(EXERCISE PROMPT): From the records below, pull out every line that contains the word "shirt", matching case exactly, and copy each one in full.

[Data entries]
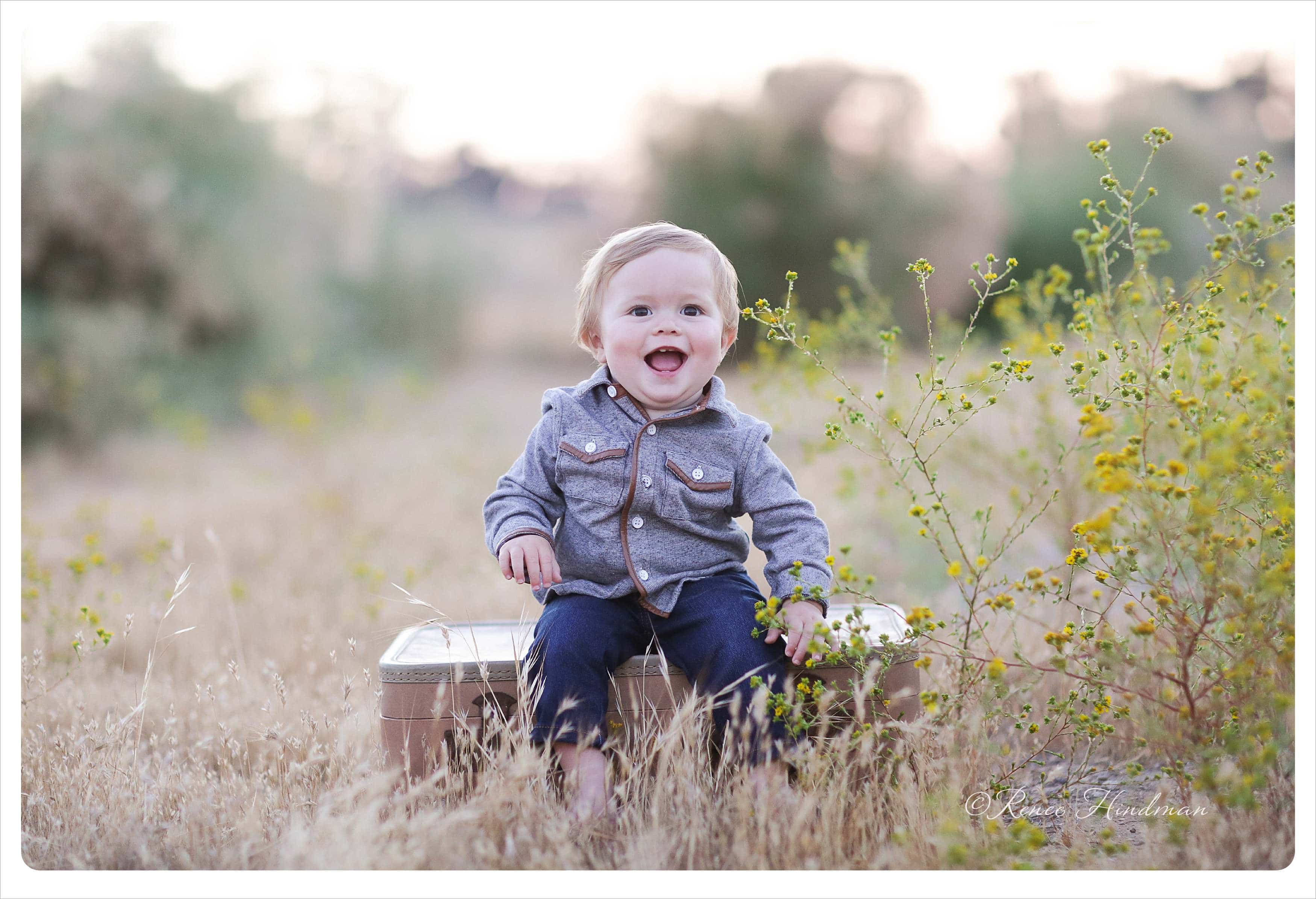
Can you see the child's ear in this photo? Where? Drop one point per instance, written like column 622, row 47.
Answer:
column 597, row 348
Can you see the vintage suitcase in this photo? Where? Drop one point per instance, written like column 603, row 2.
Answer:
column 437, row 680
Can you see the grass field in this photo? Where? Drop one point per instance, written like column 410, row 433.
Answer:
column 250, row 739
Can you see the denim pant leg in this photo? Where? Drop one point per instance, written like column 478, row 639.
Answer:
column 708, row 636
column 579, row 641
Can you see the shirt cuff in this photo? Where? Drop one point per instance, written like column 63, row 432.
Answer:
column 519, row 531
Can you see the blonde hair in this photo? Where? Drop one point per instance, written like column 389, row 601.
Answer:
column 635, row 243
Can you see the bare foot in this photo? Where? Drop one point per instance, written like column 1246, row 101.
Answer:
column 587, row 773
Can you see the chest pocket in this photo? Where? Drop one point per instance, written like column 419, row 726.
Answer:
column 591, row 468
column 694, row 489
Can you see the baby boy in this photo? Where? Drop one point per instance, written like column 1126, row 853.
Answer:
column 622, row 511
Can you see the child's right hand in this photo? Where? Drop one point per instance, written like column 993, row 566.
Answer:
column 531, row 560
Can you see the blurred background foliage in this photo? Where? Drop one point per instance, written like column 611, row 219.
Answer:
column 183, row 260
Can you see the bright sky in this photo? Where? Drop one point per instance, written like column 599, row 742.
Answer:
column 553, row 89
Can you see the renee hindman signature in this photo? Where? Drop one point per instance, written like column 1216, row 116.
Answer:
column 1101, row 802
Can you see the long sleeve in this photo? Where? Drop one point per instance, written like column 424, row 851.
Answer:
column 786, row 526
column 527, row 498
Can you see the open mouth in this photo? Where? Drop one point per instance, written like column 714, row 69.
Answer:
column 665, row 361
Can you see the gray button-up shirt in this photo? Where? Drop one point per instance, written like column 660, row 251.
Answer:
column 640, row 505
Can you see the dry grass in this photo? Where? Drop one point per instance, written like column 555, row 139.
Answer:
column 253, row 739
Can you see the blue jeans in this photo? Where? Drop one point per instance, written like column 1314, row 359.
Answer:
column 579, row 641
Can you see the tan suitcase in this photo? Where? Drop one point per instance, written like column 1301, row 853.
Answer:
column 439, row 680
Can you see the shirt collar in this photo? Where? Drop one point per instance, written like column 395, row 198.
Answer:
column 714, row 398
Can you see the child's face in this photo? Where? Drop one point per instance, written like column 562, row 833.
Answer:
column 664, row 299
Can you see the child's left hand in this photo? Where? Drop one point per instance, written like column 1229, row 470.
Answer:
column 801, row 619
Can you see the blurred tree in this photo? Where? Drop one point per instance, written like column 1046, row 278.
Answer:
column 827, row 152
column 176, row 249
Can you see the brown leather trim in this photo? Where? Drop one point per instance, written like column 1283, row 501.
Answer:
column 626, row 511
column 653, row 610
column 631, row 490
column 590, row 457
column 697, row 485
column 522, row 532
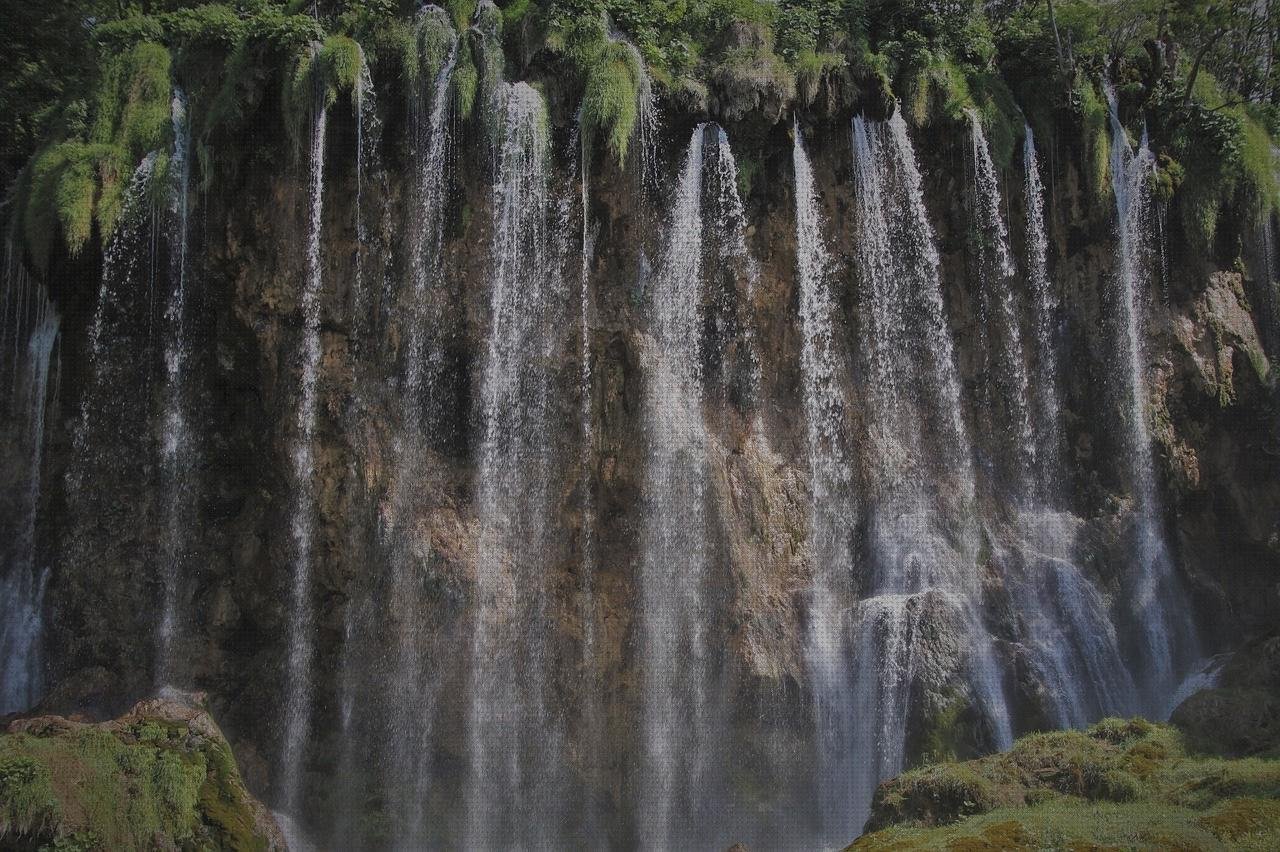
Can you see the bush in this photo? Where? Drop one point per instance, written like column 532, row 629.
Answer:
column 611, row 96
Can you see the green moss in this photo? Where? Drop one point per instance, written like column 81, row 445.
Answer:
column 1121, row 783
column 611, row 97
column 810, row 69
column 464, row 12
column 1246, row 819
column 1001, row 119
column 27, row 802
column 940, row 738
column 133, row 101
column 936, row 88
column 343, row 62
column 466, row 82
column 1096, row 136
column 435, row 37
column 319, row 76
column 104, row 787
column 1258, row 166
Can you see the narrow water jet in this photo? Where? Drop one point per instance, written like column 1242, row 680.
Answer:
column 673, row 644
column 301, row 615
column 412, row 669
column 1045, row 311
column 177, row 449
column 1008, row 389
column 1166, row 642
column 920, row 573
column 832, row 508
column 31, row 320
column 515, row 784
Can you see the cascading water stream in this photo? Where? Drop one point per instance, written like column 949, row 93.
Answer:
column 22, row 581
column 177, row 450
column 119, row 266
column 301, row 615
column 1048, row 410
column 412, row 667
column 1072, row 641
column 705, row 273
column 675, row 713
column 922, row 569
column 513, row 789
column 832, row 508
column 1166, row 642
column 1008, row 383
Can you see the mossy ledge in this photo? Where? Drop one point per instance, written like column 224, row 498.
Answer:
column 159, row 777
column 1129, row 784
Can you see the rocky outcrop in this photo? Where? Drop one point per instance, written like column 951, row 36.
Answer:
column 159, row 777
column 1240, row 715
column 1120, row 783
column 1214, row 399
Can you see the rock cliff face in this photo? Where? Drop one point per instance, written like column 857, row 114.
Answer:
column 393, row 668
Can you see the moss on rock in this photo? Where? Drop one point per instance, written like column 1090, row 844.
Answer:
column 1127, row 783
column 160, row 777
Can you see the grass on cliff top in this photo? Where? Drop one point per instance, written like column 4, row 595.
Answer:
column 1129, row 784
column 152, row 784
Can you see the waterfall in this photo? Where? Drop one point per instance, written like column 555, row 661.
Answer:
column 177, row 457
column 1072, row 641
column 368, row 164
column 675, row 708
column 515, row 740
column 412, row 665
column 700, row 278
column 1048, row 411
column 119, row 266
column 922, row 563
column 301, row 617
column 432, row 146
column 1008, row 389
column 909, row 355
column 832, row 508
column 1166, row 641
column 22, row 581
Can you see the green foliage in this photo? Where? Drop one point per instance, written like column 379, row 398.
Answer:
column 609, row 101
column 1127, row 783
column 1001, row 118
column 435, row 39
column 466, row 83
column 133, row 99
column 27, row 802
column 812, row 68
column 1095, row 132
column 462, row 12
column 1226, row 160
column 97, row 787
column 320, row 74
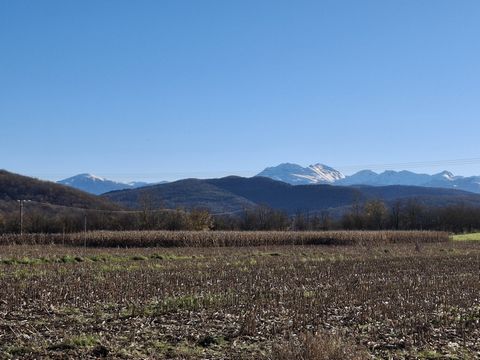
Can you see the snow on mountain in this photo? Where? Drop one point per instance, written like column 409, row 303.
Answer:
column 297, row 175
column 321, row 174
column 97, row 185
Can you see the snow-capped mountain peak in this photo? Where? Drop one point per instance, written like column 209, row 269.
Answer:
column 97, row 185
column 327, row 173
column 297, row 175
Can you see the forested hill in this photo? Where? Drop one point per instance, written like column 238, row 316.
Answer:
column 15, row 187
column 235, row 193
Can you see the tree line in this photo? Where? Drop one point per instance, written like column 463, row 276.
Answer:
column 371, row 215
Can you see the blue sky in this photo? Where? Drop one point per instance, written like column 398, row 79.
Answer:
column 153, row 90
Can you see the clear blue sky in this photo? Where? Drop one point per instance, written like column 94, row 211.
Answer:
column 154, row 90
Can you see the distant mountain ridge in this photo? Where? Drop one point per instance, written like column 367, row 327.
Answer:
column 297, row 175
column 234, row 194
column 97, row 185
column 15, row 187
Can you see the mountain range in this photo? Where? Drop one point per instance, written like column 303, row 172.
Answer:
column 42, row 194
column 97, row 185
column 321, row 174
column 233, row 194
column 228, row 195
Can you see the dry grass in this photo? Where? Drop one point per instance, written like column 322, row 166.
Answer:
column 321, row 346
column 225, row 238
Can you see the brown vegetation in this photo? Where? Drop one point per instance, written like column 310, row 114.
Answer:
column 225, row 238
column 395, row 301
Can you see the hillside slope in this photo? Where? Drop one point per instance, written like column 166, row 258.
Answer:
column 233, row 194
column 15, row 187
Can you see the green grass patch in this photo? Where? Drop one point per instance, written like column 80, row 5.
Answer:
column 467, row 237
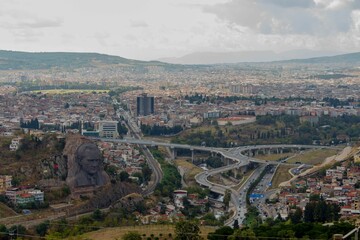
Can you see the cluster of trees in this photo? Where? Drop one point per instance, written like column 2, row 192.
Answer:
column 198, row 98
column 320, row 211
column 276, row 229
column 271, row 229
column 160, row 130
column 171, row 177
column 214, row 162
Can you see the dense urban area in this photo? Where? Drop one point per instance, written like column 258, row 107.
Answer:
column 240, row 151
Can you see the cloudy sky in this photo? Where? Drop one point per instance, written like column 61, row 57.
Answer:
column 152, row 29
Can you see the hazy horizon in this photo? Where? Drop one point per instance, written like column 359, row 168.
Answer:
column 144, row 30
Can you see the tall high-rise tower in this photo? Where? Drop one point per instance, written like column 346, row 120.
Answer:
column 145, row 105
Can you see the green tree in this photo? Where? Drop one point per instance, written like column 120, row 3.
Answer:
column 3, row 231
column 296, row 216
column 124, row 176
column 42, row 228
column 187, row 230
column 221, row 234
column 132, row 236
column 227, row 198
column 243, row 234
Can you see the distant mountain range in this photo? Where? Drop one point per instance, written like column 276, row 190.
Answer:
column 246, row 56
column 13, row 60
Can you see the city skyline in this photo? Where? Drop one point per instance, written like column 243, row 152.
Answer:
column 146, row 30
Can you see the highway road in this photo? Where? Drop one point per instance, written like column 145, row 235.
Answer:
column 153, row 164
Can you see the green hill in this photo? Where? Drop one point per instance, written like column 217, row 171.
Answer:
column 13, row 60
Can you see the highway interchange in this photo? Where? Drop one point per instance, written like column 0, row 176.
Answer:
column 239, row 156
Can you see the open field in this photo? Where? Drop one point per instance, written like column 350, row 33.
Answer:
column 274, row 157
column 118, row 233
column 67, row 91
column 5, row 211
column 314, row 157
column 281, row 175
column 245, row 177
column 190, row 171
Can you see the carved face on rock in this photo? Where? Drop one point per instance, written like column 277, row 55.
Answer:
column 89, row 158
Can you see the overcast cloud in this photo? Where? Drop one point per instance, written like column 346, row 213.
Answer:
column 143, row 29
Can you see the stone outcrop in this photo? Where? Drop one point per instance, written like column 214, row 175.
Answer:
column 85, row 166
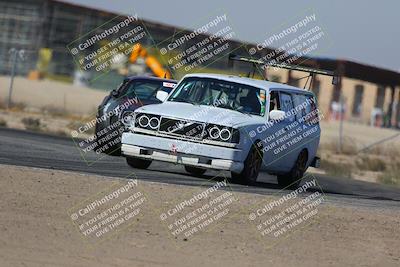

(TASK ANSWER):
Can you see the shirt cuff in this photo? Where? Drop one point per instance, written like column 63, row 432.
Can you see the gray button-up shirt in this photo? Where? Drop one point per instance, written like column 660, row 251.
Can you see the shirt collar in this photo? Where? Drop one point per instance, written like column 395, row 198.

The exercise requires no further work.